**STATED EXERCISE**
Rewrite the data below so that each occurrence of "dropping a marker" becomes "placing a point", with everything else left unchanged.
** START DATA SHOWN **
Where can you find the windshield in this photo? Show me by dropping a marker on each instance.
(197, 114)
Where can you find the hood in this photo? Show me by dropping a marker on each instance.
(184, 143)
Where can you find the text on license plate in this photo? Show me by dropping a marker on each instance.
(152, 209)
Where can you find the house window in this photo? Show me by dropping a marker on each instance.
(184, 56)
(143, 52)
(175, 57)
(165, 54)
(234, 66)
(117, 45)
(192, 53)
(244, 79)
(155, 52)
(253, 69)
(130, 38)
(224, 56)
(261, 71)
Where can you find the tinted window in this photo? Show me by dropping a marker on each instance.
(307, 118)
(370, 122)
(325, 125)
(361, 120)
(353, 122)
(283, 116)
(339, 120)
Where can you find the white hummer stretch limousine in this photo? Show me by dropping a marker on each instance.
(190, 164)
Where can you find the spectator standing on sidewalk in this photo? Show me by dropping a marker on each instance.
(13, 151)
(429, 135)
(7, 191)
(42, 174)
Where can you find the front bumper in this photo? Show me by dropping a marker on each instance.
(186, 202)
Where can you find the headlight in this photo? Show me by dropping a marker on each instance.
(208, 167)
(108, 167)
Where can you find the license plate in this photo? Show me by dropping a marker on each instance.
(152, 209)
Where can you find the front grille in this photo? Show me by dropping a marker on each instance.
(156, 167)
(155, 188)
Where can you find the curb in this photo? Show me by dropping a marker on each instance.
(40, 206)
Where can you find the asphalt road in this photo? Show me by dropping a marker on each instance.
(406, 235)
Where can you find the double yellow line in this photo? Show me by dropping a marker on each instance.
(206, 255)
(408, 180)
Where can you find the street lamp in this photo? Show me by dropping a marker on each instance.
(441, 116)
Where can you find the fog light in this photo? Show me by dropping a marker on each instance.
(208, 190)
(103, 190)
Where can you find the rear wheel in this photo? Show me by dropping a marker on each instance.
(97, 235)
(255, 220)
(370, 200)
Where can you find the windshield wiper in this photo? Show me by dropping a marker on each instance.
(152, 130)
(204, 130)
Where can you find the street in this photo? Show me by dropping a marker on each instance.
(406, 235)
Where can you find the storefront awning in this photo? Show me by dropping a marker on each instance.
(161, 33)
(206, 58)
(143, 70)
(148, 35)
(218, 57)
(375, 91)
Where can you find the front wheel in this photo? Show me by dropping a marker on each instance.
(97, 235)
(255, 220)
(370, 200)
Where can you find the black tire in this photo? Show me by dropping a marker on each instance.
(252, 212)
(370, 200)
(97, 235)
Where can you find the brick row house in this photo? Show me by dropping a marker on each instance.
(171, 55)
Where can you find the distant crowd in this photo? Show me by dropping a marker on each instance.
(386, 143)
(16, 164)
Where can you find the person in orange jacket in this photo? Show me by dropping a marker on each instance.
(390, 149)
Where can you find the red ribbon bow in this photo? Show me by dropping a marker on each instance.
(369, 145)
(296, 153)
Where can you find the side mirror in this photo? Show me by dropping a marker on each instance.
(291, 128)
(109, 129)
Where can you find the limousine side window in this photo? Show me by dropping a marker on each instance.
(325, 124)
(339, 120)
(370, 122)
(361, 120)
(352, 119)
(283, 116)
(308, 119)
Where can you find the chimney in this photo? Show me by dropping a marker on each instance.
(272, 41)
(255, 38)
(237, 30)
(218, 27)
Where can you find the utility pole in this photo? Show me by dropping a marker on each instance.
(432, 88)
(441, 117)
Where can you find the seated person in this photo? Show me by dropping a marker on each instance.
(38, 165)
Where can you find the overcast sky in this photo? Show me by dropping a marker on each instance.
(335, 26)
** END DATA SHOWN **
**ANSWER TO THIS EXERCISE**
Where can you find the windshield in this photo? Show me by placing a point on each instance.
(197, 114)
Where can you find the hood in this photo? Show me by placing a point on each instance.
(184, 143)
Where can you find the text on license plate in this photo? Show me by placing a point on each instance.
(152, 209)
Where can you find the house window in this photo? Show me by placing a point on each instance.
(184, 56)
(143, 52)
(175, 57)
(165, 54)
(234, 66)
(117, 45)
(192, 53)
(244, 79)
(155, 52)
(253, 69)
(130, 38)
(224, 56)
(261, 71)
Where can you find the tinted window in this photo? Show me by placing a point on each instance.
(307, 118)
(370, 122)
(325, 125)
(361, 120)
(353, 122)
(283, 116)
(339, 120)
Where can you find the white hummer stretch limousine in this photo? Show me by placing a point on each instance.
(190, 164)
Where can you find the spectator standing on sidewalk in this photo? Show me by placing a point on each instance.
(13, 151)
(429, 135)
(7, 191)
(42, 174)
Where can you find the front bumper in this photo? Show me by placing a point on each instance.
(186, 202)
Where can you find the headlight in this photo? Show me by placing a point on each instance.
(208, 167)
(108, 167)
Where can you find the license plate in this photo? Show me by placing a point on each instance.
(152, 209)
Where can you find the front grille in this photo? Show me by placing a point on each instance.
(156, 167)
(155, 188)
Where can you find the curb in this photo? Show me by placing a point on each instance.
(40, 206)
Where can you find the asphalt road in this photo? Show me by placing a point on each instance.
(406, 235)
Where can you find the double yellow line in this photo? Show me by placing a point on each instance.
(206, 255)
(408, 180)
Where can you find the street lamp in this photo? Show me by placing a point on each instance.
(441, 116)
Where can you find the fog light in this photo? Show me by placing a point on each instance.
(208, 190)
(103, 190)
Where can you find the rear wheel in this photo? Show me by placing a point on each instance.
(97, 235)
(255, 220)
(370, 200)
Where can you find the windshield wiper in this photo? Show me by placing a point on each instance.
(152, 130)
(204, 130)
Where can you find the street in this photo? Show me by placing a point on each instance.
(406, 235)
Where can you find the storefront awning in this photo? Show me by placing a point on each instance.
(161, 33)
(206, 58)
(143, 70)
(148, 35)
(218, 57)
(375, 91)
Where can you find the front wheel in this photo? Show me by placing a point on each instance.
(97, 235)
(255, 220)
(370, 200)
Where can you find the black tire in this photo? Show me by placing a point on each instance.
(252, 212)
(370, 200)
(97, 235)
Where can you find the brick row house in this photo? Show me by placing a point on each instance.
(171, 55)
Where can you find the distant crowd in this photo? Show me by placing a point on each instance.
(386, 143)
(16, 164)
Where can you find the person in orange jacket in this photo? Show me by placing a point on each instance.
(390, 149)
Where can you find the red ribbon bow in this photo? Show me by placing a point on each instance.
(369, 145)
(296, 153)
Where can you find the side mirror in this photo? Show me by placing a point on each instance.
(291, 128)
(109, 129)
Where can you find the limousine side window in this photo? Show me by placing a point on each instance.
(325, 124)
(339, 120)
(370, 122)
(361, 120)
(352, 119)
(283, 116)
(308, 119)
Where can you find the chimney in this photo? Show me by placing a point on each instance.
(272, 41)
(255, 38)
(237, 30)
(218, 27)
Where can you find the utility pole in this photo? Show me by placing a point on each instance.
(432, 88)
(441, 117)
Where can you find the seated person in this photo? Show me by placing a point on each instance.
(38, 165)
Where can you find the overcast sky in this photo? Show me by placing a point on each instance.
(335, 26)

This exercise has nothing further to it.